>> start

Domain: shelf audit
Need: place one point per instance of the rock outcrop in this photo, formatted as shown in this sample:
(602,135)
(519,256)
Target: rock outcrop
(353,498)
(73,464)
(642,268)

>> end

To do: Put every line of the rows above into a JSON list of strings, with one string per line and no entries for blank lines.

Response for this exercise:
[
  "Domain: shelf audit",
  "Need: place one point per instance of the rock outcrop in this photo, formatted as shown in this sample:",
  "(602,135)",
  "(519,256)",
  "Target: rock outcrop",
  "(353,498)",
  "(73,464)",
  "(642,268)"
]